Work instructions: Render every line of the records below as a Markdown table with two columns, Row and Line, where Row gives the line's sequential number and Line gives the line itself; omit blank lines. Leave the pictures out of the table.

- - -

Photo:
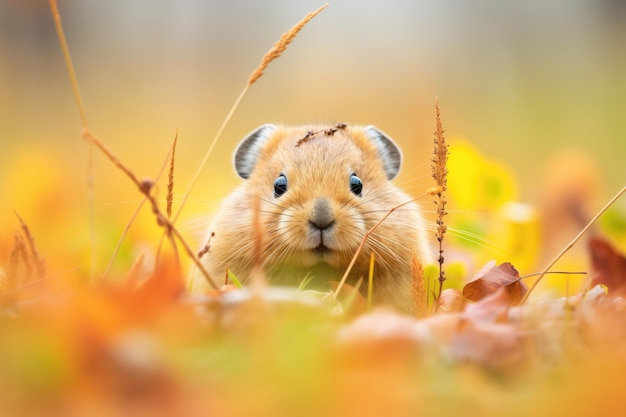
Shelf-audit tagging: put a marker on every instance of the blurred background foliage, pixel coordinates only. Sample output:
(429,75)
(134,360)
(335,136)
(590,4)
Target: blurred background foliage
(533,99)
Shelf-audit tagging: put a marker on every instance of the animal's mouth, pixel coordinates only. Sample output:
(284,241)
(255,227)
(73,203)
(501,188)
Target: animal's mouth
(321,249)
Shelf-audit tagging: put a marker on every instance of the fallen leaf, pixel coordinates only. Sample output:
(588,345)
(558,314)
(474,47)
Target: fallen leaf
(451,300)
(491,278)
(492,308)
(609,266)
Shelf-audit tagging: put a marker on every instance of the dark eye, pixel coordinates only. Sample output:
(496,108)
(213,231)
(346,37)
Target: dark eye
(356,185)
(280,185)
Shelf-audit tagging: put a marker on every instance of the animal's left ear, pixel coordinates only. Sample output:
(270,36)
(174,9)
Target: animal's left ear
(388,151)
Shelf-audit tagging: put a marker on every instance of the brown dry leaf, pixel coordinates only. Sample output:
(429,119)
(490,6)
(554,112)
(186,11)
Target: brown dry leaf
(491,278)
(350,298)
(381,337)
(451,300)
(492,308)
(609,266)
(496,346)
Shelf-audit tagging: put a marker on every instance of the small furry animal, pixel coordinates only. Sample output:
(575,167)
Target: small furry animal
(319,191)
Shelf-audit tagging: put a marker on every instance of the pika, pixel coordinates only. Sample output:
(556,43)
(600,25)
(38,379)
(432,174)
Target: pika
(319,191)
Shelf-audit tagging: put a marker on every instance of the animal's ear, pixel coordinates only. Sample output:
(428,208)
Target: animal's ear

- - -

Exercise response:
| Row | Line |
|---|---|
| 1 | Photo: |
| 2 | Shelf-audit tagging: put a marker on every instance of the blurred background foliage, pixel coordinates only. Sample output: |
| 3 | (429,75) |
| 4 | (134,360) |
| 5 | (335,136) |
| 6 | (590,4) |
| 7 | Target: blurred background foliage |
| 8 | (533,99) |
| 9 | Shelf-audit tagging: put a marker on every instance of the animal's mouth, pixel coordinates only. Sample output: |
| 10 | (284,241) |
| 11 | (255,227) |
| 12 | (73,203) |
| 13 | (501,188) |
| 14 | Target: animal's mouth |
| 15 | (321,249) |
| 16 | Shelf-audit tagging: put a marker on every instance of the fallen leaf, pixel coordinates only. Sample output: |
| 17 | (588,345) |
| 18 | (558,314) |
| 19 | (474,47) |
| 20 | Target: fallen leaf |
| 21 | (451,300) |
| 22 | (491,278) |
| 23 | (492,308) |
| 24 | (609,266) |
| 25 | Shelf-audit tagging: put a marker on every instance of the dark eye, pixel coordinates only. Sample output: |
| 26 | (496,108) |
| 27 | (213,231) |
| 28 | (346,37) |
| 29 | Target: dark eye |
| 30 | (356,185) |
| 31 | (280,185) |
| 32 | Shelf-audit tagging: put a marker on every instance of the animal's left ear, pixel coordinates only. Sample output: |
| 33 | (270,36) |
| 34 | (174,9) |
| 35 | Target: animal's left ear |
| 36 | (388,151) |
| 37 | Shelf-audit tagging: put a marker on every instance of the brown dry leaf, pixel coordinates only. Sample output: |
| 38 | (429,119) |
| 39 | (490,6) |
| 40 | (554,112) |
| 41 | (186,11) |
| 42 | Target: brown dry leaf |
| 43 | (491,278) |
| 44 | (350,298) |
| 45 | (381,337) |
| 46 | (451,300) |
| 47 | (492,308) |
| 48 | (609,266) |
| 49 | (496,346) |
| 50 | Shelf-audit tagging: put a marker on every instance of the small furry animal, pixel coordinates only. Sample output: |
| 51 | (575,167) |
| 52 | Target: small furry animal |
| 53 | (319,191) |
| 54 | Shelf-audit tagging: put a marker on every instance of the pika, pixel coordinates only. Sample output: |
| 55 | (556,43) |
| 56 | (600,25) |
| 57 | (38,379) |
| 58 | (432,174) |
| 59 | Target: pika |
| 60 | (319,191) |
| 61 | Shelf-audit tagging: put a marker on every instance of the animal's ear, pixel coordinates only. Sample output: |
| 62 | (428,208) |
| 63 | Target: animal's ear |